6.8 Het hof beschouwt de handelwijze van de notarissen als dermate laakbaar dat het opleggen van een maatregel passend en geboden is. Het hof onderschrijft dat de grens tussen het ambt van notaris en het vrije ondernemerschap nog niet is uitgekristalliseerd, maar anders dan de kamer is het hof van oordeel dat het handelen van de notarissen met betrekking tot het Arrangement, mede gelet op het structurele karakter daarvan, meer is dan alleen het aftasten van de grenzen tussen ambt en onderneming. Het hof legt aan de notarissen dan ook de maatregel van waarschuwing op.
6.9 Het hiervoor overwogene leidt mitsdien tot de volgende beslissing.
- verklaart klager ontvankelijk in alle klachtonderdelen;
- vernietigt de beslissing van de kamer waarvan beroep, en, opnieuw rechtdoende:
- verklaart de klachtonderdelen zoals genoemd in 4.2 en 4.3 van deze beslissing gegrond;
- legt aan elk van de notarissen met betrekking tot deze klachtonderdelen de maatregel van waarschuwing op;
- verklaart de klacht voor het overige ongegrond.
Deze beslissing is gegeven door mrs. A.L.G.A. Stille, A.M.A. Verscheure en P. Blokland en uitgesproken ter openbare terechtzitting van dinsdag 30 juni 2009 door de rolraadsheer.
KAMER VAN TOEZICHT OVER DE NOTARISSEN EN KANDIDAAT-NOTARISSEN TE AMSTERDAM
Beslissing – bij vervroeging – van 13 maart 2008
op de klacht met nummers 382347 / NT 07-39 P van:
mr. [X],
notaris te [plaats], per 1 maart 2008 oud-notaris, verder te noemen klager,
1. mr. [Y]
2. mr. [Z],
notarissen te [plaats], verder te noemen de notarissen.
Het verloop van de procedure
De kamer is uitgegaan van de volgende stukken:
- klaagschrift met bijlagen van 15 april 2007;
- verweerschrift met bijlagen gedateerd 3 mei 2006 (moet zijn 3 mei 2007) zoals in gewijzigde versie toegezonden bij brief van 31 oktober 2007;
- brief van de kamer van toezicht te Alkmaar aan klager van 8 mei 2007;
- repliek van 22 mei 2007;
- brief van klager aan de kamer van toezicht te Alkmaar van 2 oktober 2007;
- dupliek van 15 oktober 2007;
- beslissing van het gerechtshof te Amsterdam van 15 oktober 2007, waarbij de kamer van toezicht te Amsterdam is belast met de behandeling van de zaak;
- brieven van de kamer van toezicht te Amsterdam aan de notarissen van 24 oktober 2007;
- brief van de notarissen aan de kamer van toezicht te Amsterdam van 31 oktober 2007;
- brieven van de kamer van toezicht te Amsterdam aan de notarissen van 7 november 2007;
- brief van de notarissen, gedateerd 15 oktober 2007, ontvangen 15 november 2007;
- brief met bijlagen van klager aan de kamer van toezicht te Amsterdam van 23 november 2007;
- brief met bijlagen van de notarissen aan de kamer van toezicht te Amsterdam van 18 december 2007.
———
OPDRACHT |
Beantwoord met de uitspraak over de notarissen deze vragen:
1. Welke maatregel legt het hof aan de notarissen op?
2. Op welke dag is de beslissing van het hof uitgesproken?
3. Van welke datum is het klaagschrift?
———
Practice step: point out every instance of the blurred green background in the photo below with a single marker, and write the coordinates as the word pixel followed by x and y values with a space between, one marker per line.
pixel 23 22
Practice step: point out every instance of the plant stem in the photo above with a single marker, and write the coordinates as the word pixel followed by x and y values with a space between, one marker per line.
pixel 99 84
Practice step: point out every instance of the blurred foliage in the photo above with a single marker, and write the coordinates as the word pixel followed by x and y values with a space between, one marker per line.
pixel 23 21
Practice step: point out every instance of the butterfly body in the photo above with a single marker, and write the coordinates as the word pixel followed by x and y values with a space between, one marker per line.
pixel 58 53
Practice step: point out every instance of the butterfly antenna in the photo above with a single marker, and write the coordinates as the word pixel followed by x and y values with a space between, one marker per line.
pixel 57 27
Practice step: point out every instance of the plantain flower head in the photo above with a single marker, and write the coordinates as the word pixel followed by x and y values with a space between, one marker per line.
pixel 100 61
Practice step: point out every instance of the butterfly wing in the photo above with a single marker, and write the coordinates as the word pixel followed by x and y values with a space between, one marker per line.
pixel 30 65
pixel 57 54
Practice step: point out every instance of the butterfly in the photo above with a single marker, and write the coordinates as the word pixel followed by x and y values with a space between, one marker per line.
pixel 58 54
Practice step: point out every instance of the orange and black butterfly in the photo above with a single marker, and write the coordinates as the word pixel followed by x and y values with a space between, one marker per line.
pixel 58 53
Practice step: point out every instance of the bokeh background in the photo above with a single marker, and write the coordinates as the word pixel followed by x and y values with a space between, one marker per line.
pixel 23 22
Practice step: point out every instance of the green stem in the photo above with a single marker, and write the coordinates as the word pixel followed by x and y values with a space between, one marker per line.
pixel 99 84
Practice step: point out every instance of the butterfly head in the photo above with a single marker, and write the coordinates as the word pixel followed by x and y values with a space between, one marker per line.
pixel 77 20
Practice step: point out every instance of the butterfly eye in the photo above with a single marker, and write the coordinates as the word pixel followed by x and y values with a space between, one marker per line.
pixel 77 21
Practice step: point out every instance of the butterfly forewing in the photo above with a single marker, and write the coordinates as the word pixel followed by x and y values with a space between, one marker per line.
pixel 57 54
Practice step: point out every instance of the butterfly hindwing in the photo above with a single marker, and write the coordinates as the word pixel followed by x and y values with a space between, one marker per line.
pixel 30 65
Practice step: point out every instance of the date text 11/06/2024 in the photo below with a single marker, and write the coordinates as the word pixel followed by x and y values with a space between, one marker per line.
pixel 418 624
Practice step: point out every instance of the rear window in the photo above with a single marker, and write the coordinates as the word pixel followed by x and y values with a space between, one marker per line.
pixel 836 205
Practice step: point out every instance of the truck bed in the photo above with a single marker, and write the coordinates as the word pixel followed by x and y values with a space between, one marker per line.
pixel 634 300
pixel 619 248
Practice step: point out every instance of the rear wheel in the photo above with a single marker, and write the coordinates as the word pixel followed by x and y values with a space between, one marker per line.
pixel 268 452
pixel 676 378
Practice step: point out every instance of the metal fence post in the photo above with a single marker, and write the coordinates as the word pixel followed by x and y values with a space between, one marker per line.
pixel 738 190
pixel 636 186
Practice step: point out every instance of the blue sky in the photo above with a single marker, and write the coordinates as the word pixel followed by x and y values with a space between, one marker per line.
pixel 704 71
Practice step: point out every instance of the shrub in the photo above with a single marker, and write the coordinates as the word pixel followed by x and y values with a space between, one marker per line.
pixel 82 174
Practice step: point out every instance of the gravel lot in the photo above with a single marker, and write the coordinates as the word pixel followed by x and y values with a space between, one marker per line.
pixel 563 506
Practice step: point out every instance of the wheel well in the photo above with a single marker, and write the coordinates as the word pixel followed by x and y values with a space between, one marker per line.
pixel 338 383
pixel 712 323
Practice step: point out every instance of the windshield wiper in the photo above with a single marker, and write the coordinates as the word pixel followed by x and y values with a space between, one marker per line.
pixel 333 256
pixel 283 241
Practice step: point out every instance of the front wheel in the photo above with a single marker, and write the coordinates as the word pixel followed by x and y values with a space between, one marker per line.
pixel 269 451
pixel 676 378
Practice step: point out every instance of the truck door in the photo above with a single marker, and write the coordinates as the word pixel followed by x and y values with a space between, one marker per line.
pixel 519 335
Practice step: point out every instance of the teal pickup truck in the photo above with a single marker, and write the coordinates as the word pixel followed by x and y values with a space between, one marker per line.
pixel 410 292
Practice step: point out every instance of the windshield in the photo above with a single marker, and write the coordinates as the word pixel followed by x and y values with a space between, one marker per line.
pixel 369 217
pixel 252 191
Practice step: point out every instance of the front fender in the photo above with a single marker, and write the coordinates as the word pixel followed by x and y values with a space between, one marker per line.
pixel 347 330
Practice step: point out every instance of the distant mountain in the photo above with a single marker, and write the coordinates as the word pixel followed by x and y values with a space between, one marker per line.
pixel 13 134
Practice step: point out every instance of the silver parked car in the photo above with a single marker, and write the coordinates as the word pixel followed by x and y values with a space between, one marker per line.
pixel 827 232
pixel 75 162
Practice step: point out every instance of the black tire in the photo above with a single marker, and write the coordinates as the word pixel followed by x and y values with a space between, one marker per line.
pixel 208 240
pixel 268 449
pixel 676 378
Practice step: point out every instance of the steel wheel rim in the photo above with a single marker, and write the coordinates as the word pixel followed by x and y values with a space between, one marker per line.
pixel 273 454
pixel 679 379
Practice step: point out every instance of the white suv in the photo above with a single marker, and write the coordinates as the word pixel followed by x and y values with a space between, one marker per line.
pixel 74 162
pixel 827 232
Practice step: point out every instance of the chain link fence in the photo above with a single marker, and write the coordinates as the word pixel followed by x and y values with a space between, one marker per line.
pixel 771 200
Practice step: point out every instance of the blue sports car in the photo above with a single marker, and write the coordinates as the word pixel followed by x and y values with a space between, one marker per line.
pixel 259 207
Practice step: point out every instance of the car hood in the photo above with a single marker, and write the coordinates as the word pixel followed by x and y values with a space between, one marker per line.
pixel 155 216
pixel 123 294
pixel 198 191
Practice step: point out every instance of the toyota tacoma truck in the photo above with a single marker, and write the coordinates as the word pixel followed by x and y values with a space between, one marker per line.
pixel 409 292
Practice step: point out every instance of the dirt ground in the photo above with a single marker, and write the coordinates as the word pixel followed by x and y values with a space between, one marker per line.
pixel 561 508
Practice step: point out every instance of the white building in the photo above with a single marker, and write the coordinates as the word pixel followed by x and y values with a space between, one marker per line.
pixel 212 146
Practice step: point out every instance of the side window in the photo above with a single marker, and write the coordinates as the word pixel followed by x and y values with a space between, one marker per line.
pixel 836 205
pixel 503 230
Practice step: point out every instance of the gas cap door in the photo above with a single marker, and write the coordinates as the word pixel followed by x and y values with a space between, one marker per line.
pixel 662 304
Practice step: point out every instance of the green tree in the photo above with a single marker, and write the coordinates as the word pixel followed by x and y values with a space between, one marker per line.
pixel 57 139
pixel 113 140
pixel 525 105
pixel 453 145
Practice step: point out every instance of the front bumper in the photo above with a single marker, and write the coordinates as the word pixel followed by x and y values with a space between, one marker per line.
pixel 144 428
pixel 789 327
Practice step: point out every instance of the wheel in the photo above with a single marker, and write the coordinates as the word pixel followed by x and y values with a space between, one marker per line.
———
UITGEWERKTE OPDRACHT |
1. De maatregel van waarschuwing.
2. Op dinsdag 30 juni 2009.
3. Van 15 april 2007.